• **TASK DETAILS**
Put every line of the items below into a Markdown table with two columns, Row and Line. Number each row, and leave out any blank lines.

Excerpts from point annotation data
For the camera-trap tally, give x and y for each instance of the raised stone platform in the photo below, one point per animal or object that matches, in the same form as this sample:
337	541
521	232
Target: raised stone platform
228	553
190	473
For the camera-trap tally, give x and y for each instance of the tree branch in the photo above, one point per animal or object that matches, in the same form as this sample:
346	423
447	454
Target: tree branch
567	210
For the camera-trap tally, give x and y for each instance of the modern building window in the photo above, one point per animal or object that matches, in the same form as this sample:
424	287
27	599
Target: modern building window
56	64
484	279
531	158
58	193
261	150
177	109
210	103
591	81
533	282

• **ANSWER FOR THE TASK**
| Row | Line |
|---|---|
| 1 | For the camera-trap tally, give x and y for each instance of the raised stone platform in the photo below, one point per animal or object that matches, in the same form as this sample: |
| 2 | 337	541 |
| 3 | 521	232 |
| 4 | Target: raised stone platform |
| 5 | 228	553 |
| 6 | 190	473 |
| 7 | For the camera-trap tally, give x and y for each instance of the tree branch in the photo above, one point per animal or object that matches, in the same form as this sample: |
| 8 | 346	423 |
| 9 | 447	454 |
| 10 | Target: tree branch |
| 11 | 567	210 |
| 12 | For the camera-trap tally, give x and y for each instance of the modern building window in the photo above, one point per animal or object that matches, in the same form as this sample: |
| 13 | 424	287 |
| 14 | 27	599 |
| 15 | Target: modern building window |
| 16 | 56	64 |
| 17 | 484	279 |
| 18 | 531	158 |
| 19 | 58	193 |
| 20 | 261	150 |
| 21 | 177	109 |
| 22 | 210	103 |
| 23 | 591	81 |
| 24 | 533	282 |